> [Description of the task]:
Take the line with "the snow bank." and all lines after it, through the end of the records below, and repeat them exactly.

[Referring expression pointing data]
________________________

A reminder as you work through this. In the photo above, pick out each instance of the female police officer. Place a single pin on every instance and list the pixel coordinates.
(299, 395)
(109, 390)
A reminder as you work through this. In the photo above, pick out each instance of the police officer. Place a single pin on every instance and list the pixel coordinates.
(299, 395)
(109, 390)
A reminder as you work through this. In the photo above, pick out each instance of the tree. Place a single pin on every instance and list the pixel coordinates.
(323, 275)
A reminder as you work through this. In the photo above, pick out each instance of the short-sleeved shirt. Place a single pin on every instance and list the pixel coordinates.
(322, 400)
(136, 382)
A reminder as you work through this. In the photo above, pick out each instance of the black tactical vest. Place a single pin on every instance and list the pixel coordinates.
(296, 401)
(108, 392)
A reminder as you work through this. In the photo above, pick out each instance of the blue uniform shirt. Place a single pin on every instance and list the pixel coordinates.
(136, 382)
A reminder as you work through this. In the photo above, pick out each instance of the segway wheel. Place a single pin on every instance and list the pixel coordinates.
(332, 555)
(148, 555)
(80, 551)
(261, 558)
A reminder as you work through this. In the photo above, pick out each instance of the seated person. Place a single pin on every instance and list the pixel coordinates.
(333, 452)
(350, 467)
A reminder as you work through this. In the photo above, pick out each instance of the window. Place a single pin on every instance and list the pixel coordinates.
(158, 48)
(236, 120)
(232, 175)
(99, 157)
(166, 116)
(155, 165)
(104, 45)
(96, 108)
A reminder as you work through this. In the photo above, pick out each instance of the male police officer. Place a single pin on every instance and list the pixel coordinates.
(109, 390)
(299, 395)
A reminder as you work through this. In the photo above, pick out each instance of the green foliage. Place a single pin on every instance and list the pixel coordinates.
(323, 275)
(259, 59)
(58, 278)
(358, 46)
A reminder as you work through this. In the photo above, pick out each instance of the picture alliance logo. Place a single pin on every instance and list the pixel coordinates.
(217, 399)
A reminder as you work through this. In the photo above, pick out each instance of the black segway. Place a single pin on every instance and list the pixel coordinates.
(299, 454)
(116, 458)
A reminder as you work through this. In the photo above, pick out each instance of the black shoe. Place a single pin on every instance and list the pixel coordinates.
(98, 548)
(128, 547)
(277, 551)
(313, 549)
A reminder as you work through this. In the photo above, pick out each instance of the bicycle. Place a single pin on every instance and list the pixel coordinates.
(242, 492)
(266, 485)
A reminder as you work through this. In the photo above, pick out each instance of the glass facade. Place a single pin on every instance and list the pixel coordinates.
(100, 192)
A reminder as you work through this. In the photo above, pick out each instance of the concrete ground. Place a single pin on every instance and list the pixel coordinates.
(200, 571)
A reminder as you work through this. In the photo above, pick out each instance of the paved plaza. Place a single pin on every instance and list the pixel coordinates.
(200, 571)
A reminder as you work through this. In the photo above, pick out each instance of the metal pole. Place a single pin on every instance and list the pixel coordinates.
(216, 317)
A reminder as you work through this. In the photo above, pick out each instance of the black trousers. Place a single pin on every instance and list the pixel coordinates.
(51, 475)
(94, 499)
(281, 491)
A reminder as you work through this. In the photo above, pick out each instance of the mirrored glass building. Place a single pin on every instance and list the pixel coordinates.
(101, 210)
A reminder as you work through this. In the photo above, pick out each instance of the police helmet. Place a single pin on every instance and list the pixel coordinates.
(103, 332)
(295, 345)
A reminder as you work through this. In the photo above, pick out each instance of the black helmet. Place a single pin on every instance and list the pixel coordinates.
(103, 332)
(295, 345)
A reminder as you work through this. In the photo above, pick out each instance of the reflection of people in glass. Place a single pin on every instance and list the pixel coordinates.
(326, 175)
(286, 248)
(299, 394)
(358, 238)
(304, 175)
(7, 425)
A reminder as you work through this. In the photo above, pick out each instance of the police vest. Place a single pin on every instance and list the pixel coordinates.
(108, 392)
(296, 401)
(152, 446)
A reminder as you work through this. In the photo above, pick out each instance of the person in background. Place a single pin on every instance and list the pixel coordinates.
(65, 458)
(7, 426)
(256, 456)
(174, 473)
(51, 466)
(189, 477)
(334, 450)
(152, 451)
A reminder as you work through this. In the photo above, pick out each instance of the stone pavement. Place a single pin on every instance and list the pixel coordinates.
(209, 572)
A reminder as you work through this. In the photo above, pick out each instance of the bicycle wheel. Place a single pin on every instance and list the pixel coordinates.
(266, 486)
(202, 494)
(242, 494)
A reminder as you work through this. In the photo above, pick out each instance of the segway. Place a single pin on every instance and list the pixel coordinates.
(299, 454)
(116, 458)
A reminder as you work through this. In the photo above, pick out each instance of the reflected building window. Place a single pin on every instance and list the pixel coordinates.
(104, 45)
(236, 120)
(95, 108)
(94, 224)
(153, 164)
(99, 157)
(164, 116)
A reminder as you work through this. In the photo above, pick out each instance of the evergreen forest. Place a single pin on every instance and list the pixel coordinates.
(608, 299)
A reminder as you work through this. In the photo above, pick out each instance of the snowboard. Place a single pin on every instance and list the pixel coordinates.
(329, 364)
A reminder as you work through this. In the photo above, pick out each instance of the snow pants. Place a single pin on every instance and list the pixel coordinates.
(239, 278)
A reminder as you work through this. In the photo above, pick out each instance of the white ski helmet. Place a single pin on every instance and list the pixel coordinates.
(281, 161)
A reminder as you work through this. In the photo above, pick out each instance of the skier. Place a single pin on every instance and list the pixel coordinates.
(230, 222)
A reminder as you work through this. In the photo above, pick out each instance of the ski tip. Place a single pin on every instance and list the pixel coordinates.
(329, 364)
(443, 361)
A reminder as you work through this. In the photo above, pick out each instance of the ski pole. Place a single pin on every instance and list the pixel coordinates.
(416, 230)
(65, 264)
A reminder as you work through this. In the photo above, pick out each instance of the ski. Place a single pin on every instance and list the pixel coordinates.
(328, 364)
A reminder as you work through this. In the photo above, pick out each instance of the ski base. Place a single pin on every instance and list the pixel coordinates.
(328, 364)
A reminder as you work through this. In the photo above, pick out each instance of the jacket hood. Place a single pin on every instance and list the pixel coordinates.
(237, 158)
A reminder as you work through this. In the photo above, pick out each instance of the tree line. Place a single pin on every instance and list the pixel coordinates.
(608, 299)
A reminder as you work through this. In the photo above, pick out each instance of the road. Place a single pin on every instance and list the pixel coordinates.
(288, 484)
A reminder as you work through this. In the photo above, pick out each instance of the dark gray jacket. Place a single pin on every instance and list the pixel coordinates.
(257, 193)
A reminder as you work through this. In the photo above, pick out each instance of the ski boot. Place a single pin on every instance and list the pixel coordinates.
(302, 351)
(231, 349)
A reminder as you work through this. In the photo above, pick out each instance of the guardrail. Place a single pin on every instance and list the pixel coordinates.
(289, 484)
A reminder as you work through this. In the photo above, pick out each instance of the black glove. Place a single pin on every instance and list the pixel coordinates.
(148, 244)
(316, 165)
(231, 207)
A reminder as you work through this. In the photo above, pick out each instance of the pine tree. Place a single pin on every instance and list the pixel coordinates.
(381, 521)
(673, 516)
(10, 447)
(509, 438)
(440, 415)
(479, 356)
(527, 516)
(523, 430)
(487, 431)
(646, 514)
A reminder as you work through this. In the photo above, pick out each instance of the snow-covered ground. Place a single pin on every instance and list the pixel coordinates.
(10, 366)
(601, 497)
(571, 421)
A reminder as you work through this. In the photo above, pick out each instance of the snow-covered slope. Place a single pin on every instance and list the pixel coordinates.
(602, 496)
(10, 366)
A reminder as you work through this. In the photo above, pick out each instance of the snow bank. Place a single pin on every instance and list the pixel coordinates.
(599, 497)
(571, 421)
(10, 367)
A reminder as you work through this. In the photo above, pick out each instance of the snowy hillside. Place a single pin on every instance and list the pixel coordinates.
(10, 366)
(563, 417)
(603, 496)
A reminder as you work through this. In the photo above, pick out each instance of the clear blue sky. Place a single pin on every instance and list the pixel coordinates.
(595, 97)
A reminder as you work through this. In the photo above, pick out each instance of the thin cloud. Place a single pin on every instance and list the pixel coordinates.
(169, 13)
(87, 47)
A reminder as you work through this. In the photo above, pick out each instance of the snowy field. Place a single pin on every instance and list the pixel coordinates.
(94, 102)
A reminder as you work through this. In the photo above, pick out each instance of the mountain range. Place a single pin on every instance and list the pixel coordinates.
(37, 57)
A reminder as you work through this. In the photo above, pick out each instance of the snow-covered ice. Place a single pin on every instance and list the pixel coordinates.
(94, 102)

________________________

> [Result of the exercise]:
A reminder as you work through this. In the photo above, pick out each instance of the snow bank. Place a single pin on every instance and list the pixel coordinates.
(599, 497)
(571, 421)
(10, 367)
A reminder as you work through this. In the photo above, pick out each instance of the snowy hillside. Place a single pin on every instance and list the pixel coordinates.
(10, 366)
(563, 417)
(603, 496)
A reminder as you work through this. In the photo above, pick out each instance of the clear blue sky. Place a single pin on every instance and list the pixel coordinates.
(595, 97)
A reminder as you work through this. In the photo above, pick out each instance of the thin cloud. Place a single pin on every instance and list the pixel coordinates.
(169, 13)
(87, 47)
A reminder as you work through this. In the photo above, pick out each instance of the snowy field. Place a single pin on every instance and list the pixel coordinates.
(94, 102)
A reminder as you work through this. In the photo above, pick out each instance of the mountain range. Place a single pin on every instance and list the pixel coordinates.
(37, 57)
A reminder as you work through this. In the photo above, pick out each instance of the snow-covered ice. Place a single pin on every instance and list the pixel coordinates.
(94, 102)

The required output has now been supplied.